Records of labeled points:
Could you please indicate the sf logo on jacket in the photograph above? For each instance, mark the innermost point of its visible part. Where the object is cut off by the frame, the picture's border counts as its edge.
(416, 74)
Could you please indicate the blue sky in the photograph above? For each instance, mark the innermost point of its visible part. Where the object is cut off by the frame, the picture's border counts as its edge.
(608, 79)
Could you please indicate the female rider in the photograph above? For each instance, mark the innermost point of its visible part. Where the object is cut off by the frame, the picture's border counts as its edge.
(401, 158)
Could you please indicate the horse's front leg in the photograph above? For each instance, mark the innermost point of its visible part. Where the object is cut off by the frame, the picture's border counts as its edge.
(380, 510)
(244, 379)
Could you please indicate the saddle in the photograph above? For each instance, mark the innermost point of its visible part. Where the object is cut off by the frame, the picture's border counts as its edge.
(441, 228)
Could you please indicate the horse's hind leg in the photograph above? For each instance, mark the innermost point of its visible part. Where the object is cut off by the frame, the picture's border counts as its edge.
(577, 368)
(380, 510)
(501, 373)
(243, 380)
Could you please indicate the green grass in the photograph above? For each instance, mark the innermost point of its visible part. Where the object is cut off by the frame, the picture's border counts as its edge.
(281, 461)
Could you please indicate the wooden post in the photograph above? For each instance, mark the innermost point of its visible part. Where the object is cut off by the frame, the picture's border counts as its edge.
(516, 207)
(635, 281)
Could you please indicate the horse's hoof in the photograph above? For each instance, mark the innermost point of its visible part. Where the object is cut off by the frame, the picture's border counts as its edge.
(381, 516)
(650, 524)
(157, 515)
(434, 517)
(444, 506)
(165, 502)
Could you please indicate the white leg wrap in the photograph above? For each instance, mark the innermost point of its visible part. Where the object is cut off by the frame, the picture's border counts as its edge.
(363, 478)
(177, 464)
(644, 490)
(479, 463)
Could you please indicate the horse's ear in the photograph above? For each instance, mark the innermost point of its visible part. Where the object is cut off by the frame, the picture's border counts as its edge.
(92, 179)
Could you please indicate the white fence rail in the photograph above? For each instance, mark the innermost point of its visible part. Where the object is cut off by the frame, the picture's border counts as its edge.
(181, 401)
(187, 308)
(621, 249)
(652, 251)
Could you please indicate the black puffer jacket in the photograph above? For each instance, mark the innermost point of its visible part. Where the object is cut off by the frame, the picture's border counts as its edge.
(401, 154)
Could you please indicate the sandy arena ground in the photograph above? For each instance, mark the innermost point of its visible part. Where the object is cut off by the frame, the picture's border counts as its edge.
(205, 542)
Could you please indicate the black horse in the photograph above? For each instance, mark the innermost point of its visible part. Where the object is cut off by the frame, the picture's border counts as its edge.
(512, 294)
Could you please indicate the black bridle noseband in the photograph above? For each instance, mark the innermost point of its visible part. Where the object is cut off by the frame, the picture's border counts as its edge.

◆ The exercise: Return the listing above in its exact form.

◆ Completed exercise:
Could you please indicate the sf logo on jacket in the photograph above? For each instance, mark the innermost point of its visible part. Where the object is cut off by the frame, the picture's border counts as its edge.
(416, 74)
Could you please indicate the blue sky in the photograph above? For each instance, mark the innermost point of its visible part. Where the object is cut off by the frame, the picture's border counts as its edge.
(608, 79)
Could you please indicate the female rider in the photograph above? For each instance, mark the innermost point of its visible part. Where the object is cut off by the frame, the picture's border counts as its edge.
(401, 158)
Could you please indicate the horse's front leg in the photograph above? For each instance, mark the innermost point of its visible part. Where the object is cut off by the frame, the picture's border counts as its edge.
(380, 510)
(244, 379)
Could you please indicate the saddle in the photograph above? For each instance, mark the innermost point of its visible part. Where the object is cut off by the frame, the picture's border counts as its edge.
(441, 228)
Could you please indicate the horse's hind leg in the photograph above? For each instance, mark the innermost point of its visible part. Where the object is cut off by the frame, the picture's border counts as its edge.
(577, 368)
(380, 510)
(501, 373)
(243, 380)
Could you please indicate the green grass in the photograph above? For each instance, mark the innermost point of its visible part. Where the object is cut off by the frame, the picture's border counts as its edge.
(281, 461)
Could you please indicate the wooden post in the photograph above? For each instance, mark the innermost point of its visible part. Where the object is cut off by the frame, the picture's border counts as its edge.
(516, 207)
(635, 281)
Could you please indicate the horse's hoof in the photograph above? For each instance, mark the innermost point of its visible part. Where the object is cut off by the frame, the picture's border counts as its edge.
(381, 516)
(650, 524)
(157, 515)
(434, 517)
(444, 506)
(165, 502)
Could you please indicate the white leg wrap in the photograph above? For each instance, mark the innermost point of its visible part. Where the object is cut off by the frame, the picture's border counts as its edge.
(363, 478)
(177, 464)
(644, 490)
(479, 463)
Could you please indicate the horse's ear in the photograph above? For each instance, mark the innermost point of its visible part. Where the object is cut off by the frame, the picture's border counts as its edge.
(92, 179)
Could you please indicate the white fence rail in the photograph above? For each instance, mark the innermost point of its visible part. Where the object is cut off by the frame, the picture's border counts as its edge.
(181, 401)
(187, 308)
(621, 249)
(652, 251)
Could you please indicate the black puffer jacket in the photograph above? For each instance, mark the innermost point of its visible part. Where the object is cut off by the frame, the picture's border counts as its edge.
(401, 154)
Could you please indicate the sandy arena ground in the photograph above? For each instance, mark the innermost point of its visible part. Where the object is cut off by the frame, the picture's border counts as its edge.
(205, 542)
Could you please indicate the black horse in the photograph above? For each instance, mark the innermost point of its visible part. Where the object is cut off by the frame, the picture's border counts as its edge.
(512, 294)
Could you please indicate the black bridle noseband in the photograph above? For each instance, mark the innermost point of its visible part. Where the object is cut off by the frame, the picture's border counts as its edge.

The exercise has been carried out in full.